#### SELECTED PASSAGE
┄┄┄┄┄┄┄┄┄┄┄┄┄┄┄┄┄┄┄┄
Concerns about the stability of the eurozone are set to dominate a meeting of European leaders in Brussels.

The two-day summit is expected to see an agreement to set up a permanent system for rescuing countries that get heavily into debt.

But there is still much debate about how such a system should operate.

Meanwhile concern over Spain's financial stability continued as it was forced to pay a higher rate of interest in a government bond sale.

Spain has been under financial market scrutiny since the Irish Republic was forced to take an aid package of 85bn euros (£72bn; $113bn) last month.

That bail-out followed the 110bn-euro rescue of Greece in May.

Arriving at the summit, Sweden's Prime Minister Fredrik Reinfeldt stressed that beyond crisis management there was a long-term need for EU countries to reform labour markets and boost competitiveness.

Greece's Prime Minister George Papandreou said "the challenge is a collective one now - more integration... and all have to live up to their responsibilities".

'Haircut' for investors?

Issues on the agenda in Brussels include:

  • How to change the EU's Lisbon Treaty to allow for a permanent stability mechanism for eurozone members
  • Whether to increase the eurozone's 750bn-euro temporary bail-out fund, the European Financial Stability Facility (EFSF)
  • The possibility of creating pan-European bonds to boost confidence in the euro.

But even assuming that leaders do agree to the way countries are helped, the slow pace of politics in Brussels means a permanent stability arrangement will not come into force until 2013, says BBC Europe correspondent Matthew Price.

In the meantime they will have to rely on the current temporary mechanism that has already been used to rescue Greece and the Irish Republic, he added.

The European Central Bank (ECB) has been buying billions of euros of sovereign debt to ease the pressure on the countries seen as most vulnerable in the eurozone. It is to double the reserves it holds - to 10.8bn euros, from 5.8bn euros at present.

Analysts have expressed concern that the EU talks will not address a key issue - whether or not investors who have bought bonds in struggling euro nations will have to lose money, or in the language of the financial world, take a "haircut", on their investment between now and 2013.

This was causing "uncertainty" in financial markets, said Carsten Brzeski, a senior analyst at ING.

"This is an inconsistency. The politicians need to address this insolvency issue in the period between now and 2013," he told the BBC.
┄┄┄┄┄┄┄┄┄┄┄┄┄┄┄┄┄┄┄┄
#### DATASET EXTRACT
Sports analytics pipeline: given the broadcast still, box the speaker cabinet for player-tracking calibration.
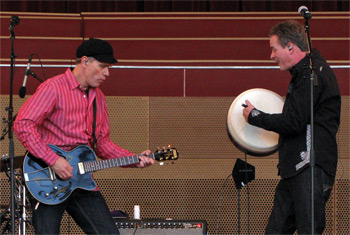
┄┄┄┄┄┄┄┄┄┄┄┄┄┄┄┄┄┄┄┄
#### TASKS AND EXERCISES
(1) In the eurozone summit article, how much aid did the Irish Republic have to accept?
(2) Shorten the paragraph of the eurozone summit article that begins "Analysts have expressed concern" while keeping its main facts.
(3) Extend the eurozone summit article past its final sentence.

#### ANSWERS TO THE EXERCISE
(1) An aid package of 85bn euros (£72bn; $113bn).

(2) Analysts worry that the EU talks will not settle whether investors holding bonds from struggling euro nations will have to take losses, a "haircut," on those investments before 2013.

(3)
German caution

On Wednesday, German Chancellor Angela Merkel stressed Berlin's commitment to help its European partners, pledging that: "Nobody in Europe will be abandoned. Europe will succeed together."

But she has been an opponent of some suggested actions, including increasing the eurozone's euro bail-out fund or introducing euro bonds.

Mrs Merkel has also pushed for a change to the EU's Lisbon Treaty to make eurozone bail-outs legal - but only as a last resort.

The change is just a matter of "two sentences", which can be approved through a simplified procedure, European Parliament president Jerzy Buzek said.

EU leaders now have to agree on the wording - a delicate matter, as they are anxious to avoid any further wrangling or referendums on the treaty.

Spotlight on Spain

In its latest bond auction, Madrid managed to raise 2.4bn euros.

But the yield on the Spanish bonds - essentially the interest rate which the government must pay in order to borrow money - was higher than that on previous auctions of similar bonds.

The Spanish treasury sold 1.8bn euros worth of 10-year bonds at an average interest rate of 5.4% - up from 4.6% in the last such auction in November.

And it was forced to pay a rate of 6% to sell 618m euros in 15-year bonds, up from 4.5% in October.

The rising cost of borrowing reflects investors' concern about the outlook for the Spanish economy and its banking sector in particular.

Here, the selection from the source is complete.